▶ **EXTRACT PROVIDED**:
-.-.-

From b3fdea6ecb55c3ceea866ff66486927e51a982b3 Mon Sep 17 00:00:00 2001
From: Dylan Yudaken <dylany@fb.com>
Date: Thu, 30 Jun 2022 02:12:29 -0700
Subject: io_uring: multishot recv

Support multishot receive for io_uring.
Typical server applications will run a loop where for each recv CQE it
requeues another recv/recvmsg.

This can be simplified by using the existing multishot functionality
combined with io_uring's provided buffers.
The API is to add the IORING_RECV_MULTISHOT flag to the SQE. CQEs will
then be posted (with IORING_CQE_F_MORE flag set) when data is available
and is read. Once an error occurs or the socket ends, the multishot will
be removed and a completion without IORING_CQE_F_MORE will be posted.

The benefit to this is that the recv is much more performant.
 * Subsequent receives are queued up straight away without requiring the
   application to finish a processing loop.
 * If there are more data in the socket (sat the provided buffer size is
   smaller than the socket buffer) then the data is immediately
   returned, improving batching.
 * Poll is only armed once and reused, saving CPU cycles

Signed-off-by: Dylan Yudaken <dylany@fb.com>
Link: https://lore.kernel.org/r/20220630091231.1456789-11-dylany@fb.com
Signed-off-by: Jens Axboe <axboe@kernel.dk>
---
 include/uapi/linux/io_uring.h |   5 +++
 io_uring/net.c                | 102 ++++++++++++++++++++++++++++++++++++------
 2 files changed, 94 insertions(+), 13 deletions(-)

-.-.-

▶ **GIVEN DATA**:
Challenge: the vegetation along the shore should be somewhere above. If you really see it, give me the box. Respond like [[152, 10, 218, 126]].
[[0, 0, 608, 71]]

-.-.-

Can you write out the io_uring multishot recv patch again, starting with "This can be" and going on through "much more performant.", switching "performant" to "efficient"? The lines that come after the text are separate material with no connection to it.

▶ **WRITTEN RESPONSE**:
This can be simplified by using the existing multishot functionality
combined with io_uring's provided buffers.
The API is to add the IORING_RECV_MULTISHOT flag to the SQE. CQEs will
then be posted (with IORING_CQE_F_MORE flag set) when data is available
and is read. Once an error occurs or the socket ends, the multishot will
be removed and a completion without IORING_CQE_F_MORE will be posted.

The benefit to this is that the recv is much more efficient.